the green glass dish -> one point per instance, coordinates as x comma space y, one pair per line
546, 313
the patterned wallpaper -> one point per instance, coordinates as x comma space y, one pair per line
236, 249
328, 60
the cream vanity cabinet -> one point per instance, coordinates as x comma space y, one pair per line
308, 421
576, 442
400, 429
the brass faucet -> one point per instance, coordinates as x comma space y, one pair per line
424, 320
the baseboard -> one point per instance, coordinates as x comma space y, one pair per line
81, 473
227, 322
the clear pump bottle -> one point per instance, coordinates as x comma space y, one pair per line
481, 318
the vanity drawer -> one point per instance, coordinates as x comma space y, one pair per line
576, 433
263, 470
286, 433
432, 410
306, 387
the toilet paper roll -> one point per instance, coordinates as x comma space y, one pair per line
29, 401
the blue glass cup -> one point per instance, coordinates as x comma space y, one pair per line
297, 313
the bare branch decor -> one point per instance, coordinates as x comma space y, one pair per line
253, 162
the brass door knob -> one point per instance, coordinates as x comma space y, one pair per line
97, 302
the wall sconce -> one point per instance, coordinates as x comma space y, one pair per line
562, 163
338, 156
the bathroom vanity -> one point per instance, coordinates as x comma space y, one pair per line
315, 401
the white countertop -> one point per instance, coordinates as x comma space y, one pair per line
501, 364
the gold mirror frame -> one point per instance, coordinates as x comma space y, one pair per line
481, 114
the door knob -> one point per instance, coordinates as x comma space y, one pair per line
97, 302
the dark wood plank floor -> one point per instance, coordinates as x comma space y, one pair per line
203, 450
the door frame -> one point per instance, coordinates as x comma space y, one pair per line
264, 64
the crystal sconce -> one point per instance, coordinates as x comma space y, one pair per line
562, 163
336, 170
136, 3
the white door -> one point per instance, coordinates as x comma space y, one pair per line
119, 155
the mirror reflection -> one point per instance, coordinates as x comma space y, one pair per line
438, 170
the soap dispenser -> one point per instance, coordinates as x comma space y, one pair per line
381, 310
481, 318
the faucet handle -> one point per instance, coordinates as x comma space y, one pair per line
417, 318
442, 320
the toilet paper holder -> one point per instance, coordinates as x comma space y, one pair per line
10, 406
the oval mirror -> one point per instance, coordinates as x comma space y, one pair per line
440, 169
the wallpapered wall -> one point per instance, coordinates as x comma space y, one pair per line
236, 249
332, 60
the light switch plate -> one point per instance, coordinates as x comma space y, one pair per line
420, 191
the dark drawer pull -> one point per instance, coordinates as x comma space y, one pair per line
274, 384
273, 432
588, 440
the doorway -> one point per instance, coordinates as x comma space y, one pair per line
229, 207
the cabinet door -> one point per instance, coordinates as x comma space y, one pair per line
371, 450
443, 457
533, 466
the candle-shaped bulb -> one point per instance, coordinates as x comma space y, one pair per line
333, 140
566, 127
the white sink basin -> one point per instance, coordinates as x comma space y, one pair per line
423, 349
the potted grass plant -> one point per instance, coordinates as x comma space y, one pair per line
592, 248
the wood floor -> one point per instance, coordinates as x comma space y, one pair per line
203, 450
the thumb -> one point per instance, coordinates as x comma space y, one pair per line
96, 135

====

* _Goal of the exercise_: Transcribe all of the material above with complete accuracy.

* _Written reply_:
the green glass dish -> one point per instance, coordinates as x comma space y, one pair per line
546, 313
the patterned wallpaper -> one point per instance, coordinates as x comma space y, one pair per line
236, 249
328, 60
the cream vanity cabinet -> one point per instance, coordinates as x comma space y, one pair per line
308, 421
576, 442
400, 429
the brass faucet -> one point per instance, coordinates as x comma space y, one pair per line
424, 320
the baseboard -> one point per instance, coordinates as x comma space y, one pair per line
81, 473
227, 322
the clear pump bottle -> one point per instance, coordinates as x comma space y, one pair per line
481, 318
the vanity drawer -> one point per instance, coordinates as x comma space y, one pair per line
576, 433
263, 470
286, 433
432, 410
306, 387
the toilet paper roll -> one point per instance, coordinates as x comma space y, one pair per line
29, 401
the blue glass cup -> one point per instance, coordinates as x comma space y, one pair per line
297, 313
the bare branch decor -> one point per instance, coordinates as x comma space y, one pair per line
253, 162
the brass door knob -> one point per instance, coordinates as x comma space y, one pair per line
97, 302
the wall sconce -> one point per instance, coordinates as x comma space y, one pair per line
562, 163
338, 156
the bathroom vanity -> one point per instance, coordinates as x comma space y, one pair per line
315, 401
the white countertop -> one point per instance, coordinates as x comma space y, one pair per line
501, 364
the gold mirror frame -> one point per instance, coordinates as x comma space y, one pair per line
481, 114
the door knob -> one point per instance, coordinates as x comma space y, one pair per line
97, 302
the dark wood plank floor -> one point per instance, coordinates as x comma space y, one pair per line
203, 450
the door frame -> one point per instance, coordinates as x comma space y, one pair per line
264, 64
the crystal sconce -> one point per instance, coordinates as x comma space y, one pair per line
562, 163
336, 170
136, 3
the white door -> one point per instance, coordinates as x comma space y, one pair per line
119, 155
the mirror reflection -> one point per instance, coordinates as x comma space y, one pair per line
438, 170
the soap dispenser -> one point per instance, coordinates as x comma space y, one pair per line
381, 310
481, 318
the faucet handle -> one point per instance, coordinates as x comma space y, one pair per line
417, 318
442, 320
the toilet paper holder -> one point per instance, coordinates as x comma space y, one pair per line
10, 406
the oval mirror -> one point per instance, coordinates as x comma space y, one pair per line
440, 169
the wallpapered wall -> one point per instance, coordinates as x comma space y, one pair per line
236, 249
332, 60
the light switch plate -> one point per instance, coordinates as x comma space y, one pair per line
420, 191
the dark drawer pull -> one point per instance, coordinates as x comma space y, one pair per line
274, 384
273, 432
588, 440
the doorway -> one point per instance, coordinates as x comma space y, one pair per line
229, 207
the cabinet door -> one point per instance, coordinates as x comma space y, one pair per line
371, 450
443, 457
533, 466
the candle-shaped bulb -> one point per instance, coordinates as x comma space y, one pair per line
333, 140
566, 127
the white sink basin -> one point per instance, coordinates as x comma space y, one pair per line
423, 349
the potted grass plant -> one point per instance, coordinates as x comma space y, one pair per line
592, 248
the wood floor -> one point per instance, coordinates as x comma space y, one pair per line
203, 450
the thumb -> one point per instance, coordinates as x comma space y, one pair per line
96, 135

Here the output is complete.